Data records
○ ○ ○ ○ ○
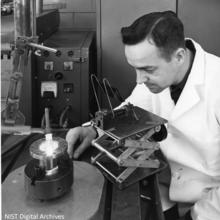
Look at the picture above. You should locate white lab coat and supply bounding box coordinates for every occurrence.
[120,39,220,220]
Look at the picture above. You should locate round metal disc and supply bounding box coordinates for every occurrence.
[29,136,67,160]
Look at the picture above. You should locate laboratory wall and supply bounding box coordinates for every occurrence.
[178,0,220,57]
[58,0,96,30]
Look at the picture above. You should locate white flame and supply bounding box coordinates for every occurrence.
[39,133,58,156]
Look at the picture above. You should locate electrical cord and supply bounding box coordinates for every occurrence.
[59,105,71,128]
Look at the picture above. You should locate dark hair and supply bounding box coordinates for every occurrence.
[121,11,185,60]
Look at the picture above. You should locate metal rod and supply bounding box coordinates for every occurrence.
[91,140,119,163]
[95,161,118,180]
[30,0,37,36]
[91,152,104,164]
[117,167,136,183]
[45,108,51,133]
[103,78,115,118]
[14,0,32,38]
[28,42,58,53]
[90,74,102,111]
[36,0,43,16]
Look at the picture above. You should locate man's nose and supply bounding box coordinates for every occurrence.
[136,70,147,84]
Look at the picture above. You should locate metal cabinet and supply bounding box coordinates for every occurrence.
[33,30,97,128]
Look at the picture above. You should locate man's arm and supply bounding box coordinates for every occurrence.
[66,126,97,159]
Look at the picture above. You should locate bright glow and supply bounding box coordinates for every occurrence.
○ ○ ○ ○ ○
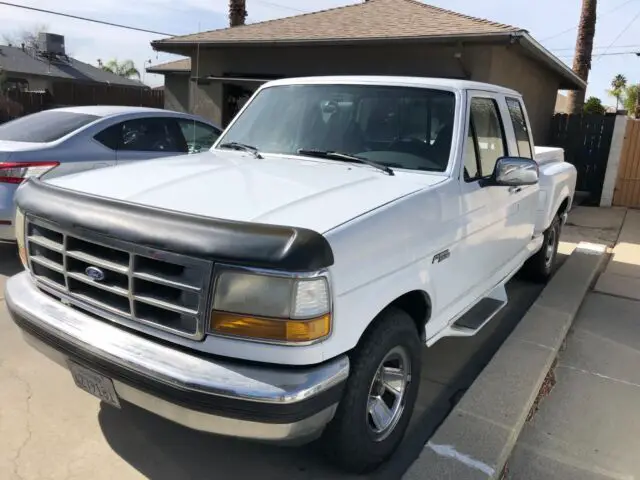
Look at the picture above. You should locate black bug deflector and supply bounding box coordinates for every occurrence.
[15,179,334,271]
○ ○ ○ ○ ○
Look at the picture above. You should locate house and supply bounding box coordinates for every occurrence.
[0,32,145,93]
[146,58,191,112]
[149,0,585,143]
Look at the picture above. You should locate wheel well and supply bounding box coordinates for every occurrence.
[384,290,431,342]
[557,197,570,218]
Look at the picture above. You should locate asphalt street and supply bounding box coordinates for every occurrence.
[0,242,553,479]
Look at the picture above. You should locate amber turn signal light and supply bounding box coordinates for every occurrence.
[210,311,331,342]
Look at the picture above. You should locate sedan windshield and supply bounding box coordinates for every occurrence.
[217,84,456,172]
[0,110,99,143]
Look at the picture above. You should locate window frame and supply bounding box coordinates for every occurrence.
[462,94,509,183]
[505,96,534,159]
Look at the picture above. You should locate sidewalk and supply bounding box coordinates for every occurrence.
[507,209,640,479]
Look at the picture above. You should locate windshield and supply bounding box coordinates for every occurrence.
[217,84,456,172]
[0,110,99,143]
○ ○ ○ ○ ○
Your task
Could you reproduce, exactly, every line above from the line with "Look at the picture above. You should locate man's arm" to the line with "Look at the picture above. You should locate bright", and no other line? Both ends count.

Your solution
Look at the picture above. You should locate man's arm and supply bounding box coordinates for every occurrence.
[66,126,97,159]
Look at the picture above. You should locate bright glow and supply bounding box coordinates for every occurrence.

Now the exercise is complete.